■ What you should do: Apart from the pictures, every entry below must be given again exactly.

(Beginning of Extracted entries)

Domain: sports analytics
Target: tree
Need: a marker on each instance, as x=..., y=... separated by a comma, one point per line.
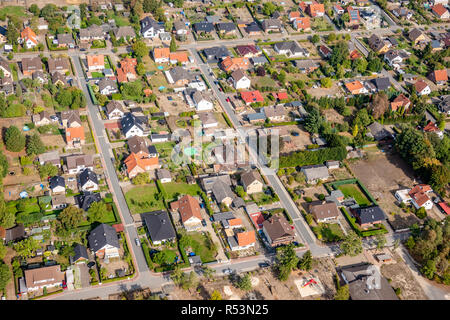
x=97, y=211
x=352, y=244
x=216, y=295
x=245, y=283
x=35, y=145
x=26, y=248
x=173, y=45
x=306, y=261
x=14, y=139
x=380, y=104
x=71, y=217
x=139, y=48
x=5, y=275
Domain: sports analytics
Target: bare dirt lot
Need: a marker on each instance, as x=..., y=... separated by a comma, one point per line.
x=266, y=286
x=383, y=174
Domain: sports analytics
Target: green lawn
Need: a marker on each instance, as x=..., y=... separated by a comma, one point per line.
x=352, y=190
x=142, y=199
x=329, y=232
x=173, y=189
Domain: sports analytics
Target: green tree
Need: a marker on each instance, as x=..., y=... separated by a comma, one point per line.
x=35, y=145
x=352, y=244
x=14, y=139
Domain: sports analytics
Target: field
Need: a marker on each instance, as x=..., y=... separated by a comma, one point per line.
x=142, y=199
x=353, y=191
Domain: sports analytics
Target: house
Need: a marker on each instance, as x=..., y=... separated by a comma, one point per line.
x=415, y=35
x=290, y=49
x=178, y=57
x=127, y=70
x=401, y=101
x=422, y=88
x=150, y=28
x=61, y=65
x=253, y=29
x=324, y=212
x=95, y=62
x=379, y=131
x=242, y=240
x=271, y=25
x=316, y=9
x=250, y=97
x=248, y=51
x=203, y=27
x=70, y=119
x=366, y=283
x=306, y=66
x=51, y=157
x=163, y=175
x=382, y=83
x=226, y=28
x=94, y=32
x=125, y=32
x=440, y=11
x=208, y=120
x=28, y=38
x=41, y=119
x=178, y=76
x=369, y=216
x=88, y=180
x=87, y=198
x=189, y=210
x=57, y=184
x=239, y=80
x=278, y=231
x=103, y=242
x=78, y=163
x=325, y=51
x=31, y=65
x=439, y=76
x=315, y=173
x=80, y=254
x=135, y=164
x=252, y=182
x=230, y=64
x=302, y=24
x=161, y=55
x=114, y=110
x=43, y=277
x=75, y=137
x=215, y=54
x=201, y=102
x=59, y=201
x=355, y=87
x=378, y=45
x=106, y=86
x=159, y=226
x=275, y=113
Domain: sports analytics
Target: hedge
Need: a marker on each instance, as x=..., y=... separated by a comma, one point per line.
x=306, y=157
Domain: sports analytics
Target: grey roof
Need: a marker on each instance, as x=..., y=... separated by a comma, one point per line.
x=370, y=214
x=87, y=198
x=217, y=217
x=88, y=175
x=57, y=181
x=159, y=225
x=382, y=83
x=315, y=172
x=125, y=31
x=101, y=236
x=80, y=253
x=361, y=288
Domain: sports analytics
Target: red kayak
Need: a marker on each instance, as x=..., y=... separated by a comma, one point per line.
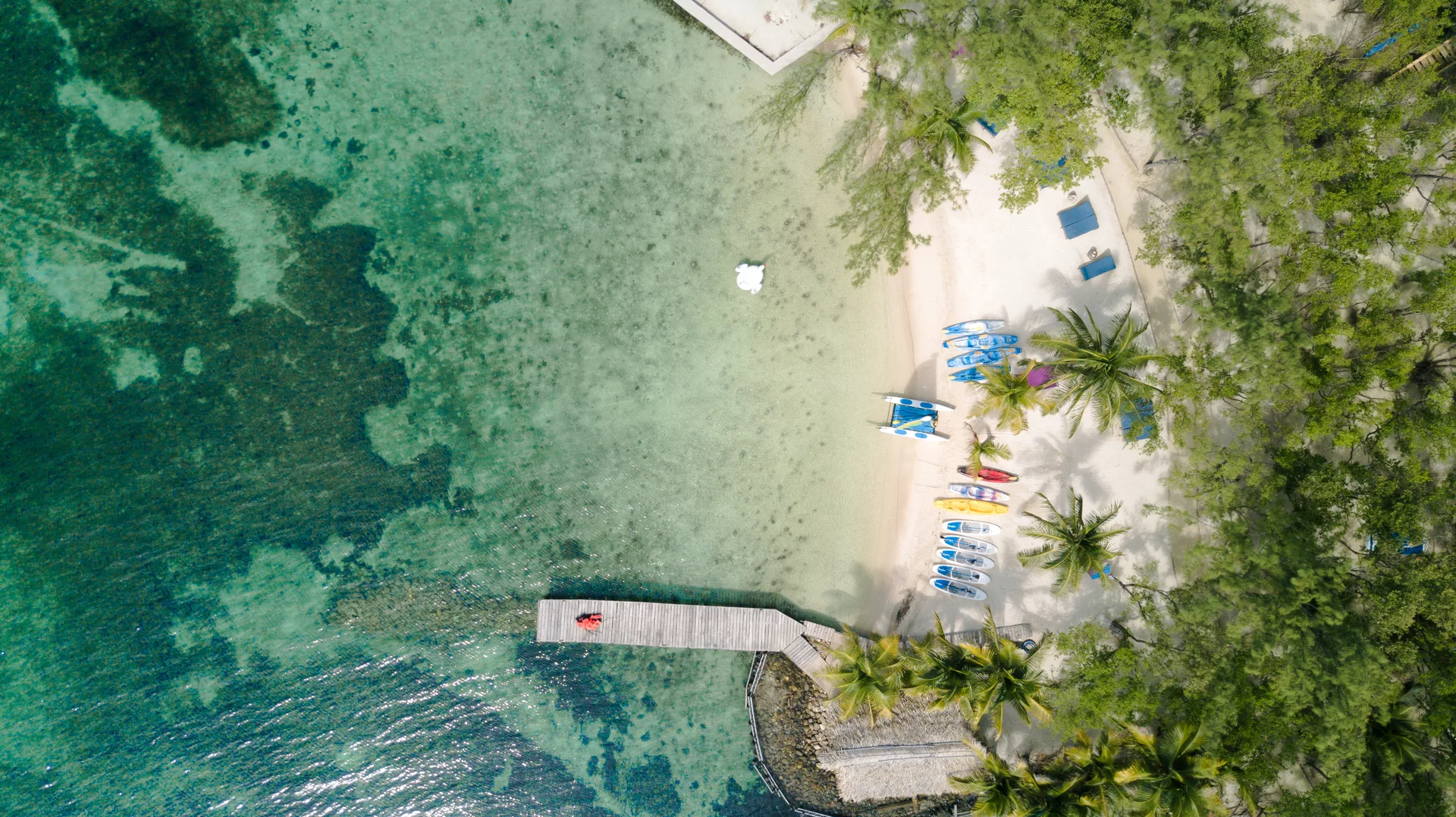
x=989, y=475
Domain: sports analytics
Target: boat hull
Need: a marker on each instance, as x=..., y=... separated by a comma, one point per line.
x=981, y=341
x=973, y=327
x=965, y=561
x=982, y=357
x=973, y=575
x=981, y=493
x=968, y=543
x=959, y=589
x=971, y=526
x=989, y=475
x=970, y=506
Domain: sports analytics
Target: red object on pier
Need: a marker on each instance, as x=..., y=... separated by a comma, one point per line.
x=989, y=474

(End of Extracted entries)

■ Exercise result:
Domain: sports analytics
Target: tree
Need: a marker on each instance, as x=..., y=... separated by a comma, one point per line.
x=97, y=211
x=352, y=244
x=216, y=295
x=245, y=283
x=35, y=145
x=26, y=248
x=173, y=45
x=306, y=261
x=14, y=139
x=380, y=104
x=71, y=217
x=139, y=48
x=5, y=275
Domain: sports analytics
Target: bare dirt lot
Need: a marker on each instance, as x=..., y=... separated by a comma, one point per line.
x=266, y=286
x=383, y=174
Domain: sports analytics
Target: green lawn
Need: a marker on each instance, as x=..., y=... separated by a comma, one point per line.
x=352, y=190
x=142, y=199
x=329, y=232
x=173, y=189
Domain: sports analytics
Target: green tree
Need: a marker on each instance, as x=..., y=... separated by a comma, one point per line.
x=35, y=145
x=352, y=244
x=14, y=139
Domain: sports analytics
Target: field
Need: a marker on each instance, as x=..., y=... separated by a comma, one point per line.
x=142, y=199
x=353, y=191
Domain: sports analytics
Target: house
Need: a marker on each instance, as x=..., y=... separated by a comma, one point per line.
x=415, y=35
x=290, y=49
x=178, y=57
x=127, y=70
x=401, y=101
x=422, y=88
x=150, y=28
x=61, y=65
x=253, y=29
x=324, y=212
x=95, y=62
x=379, y=131
x=242, y=240
x=271, y=25
x=316, y=9
x=250, y=97
x=248, y=51
x=203, y=27
x=70, y=119
x=366, y=283
x=306, y=66
x=51, y=157
x=163, y=175
x=382, y=83
x=226, y=28
x=94, y=32
x=125, y=32
x=440, y=11
x=208, y=120
x=28, y=38
x=41, y=119
x=178, y=76
x=369, y=216
x=88, y=180
x=87, y=198
x=189, y=210
x=57, y=184
x=239, y=80
x=278, y=231
x=103, y=242
x=78, y=163
x=325, y=51
x=31, y=65
x=439, y=76
x=315, y=173
x=80, y=254
x=135, y=164
x=252, y=182
x=230, y=64
x=302, y=24
x=161, y=55
x=114, y=110
x=43, y=277
x=75, y=137
x=215, y=54
x=201, y=102
x=59, y=201
x=355, y=87
x=378, y=45
x=106, y=86
x=159, y=226
x=275, y=113
Domain: sports analytics
Target: hedge
Need: a marker on each instance, as x=..., y=... separated by a comma, one point per line.
x=306, y=157
Domain: sports analytics
Target: grey roof
Need: a marker on each instance, as x=..., y=... separated by a comma, one point per line.
x=370, y=214
x=87, y=198
x=217, y=217
x=88, y=175
x=57, y=181
x=159, y=225
x=382, y=83
x=315, y=172
x=125, y=31
x=101, y=236
x=80, y=253
x=361, y=288
Domain: sports analytics
Target: red kayak
Need: a marker on each instance, as x=..., y=... separated by a comma, one point per line.
x=989, y=475
Domain: sports analytics
Target: boat hull
Need: a marker on each instance, as x=..., y=... separated by a comma, one point per line.
x=981, y=341
x=973, y=327
x=965, y=561
x=982, y=357
x=973, y=575
x=981, y=493
x=968, y=543
x=959, y=589
x=971, y=526
x=989, y=475
x=970, y=506
Domain: sports analytics
Target: red object on pier
Need: a marker on each instance, as x=..., y=... separated by a comma, one point per line.
x=989, y=474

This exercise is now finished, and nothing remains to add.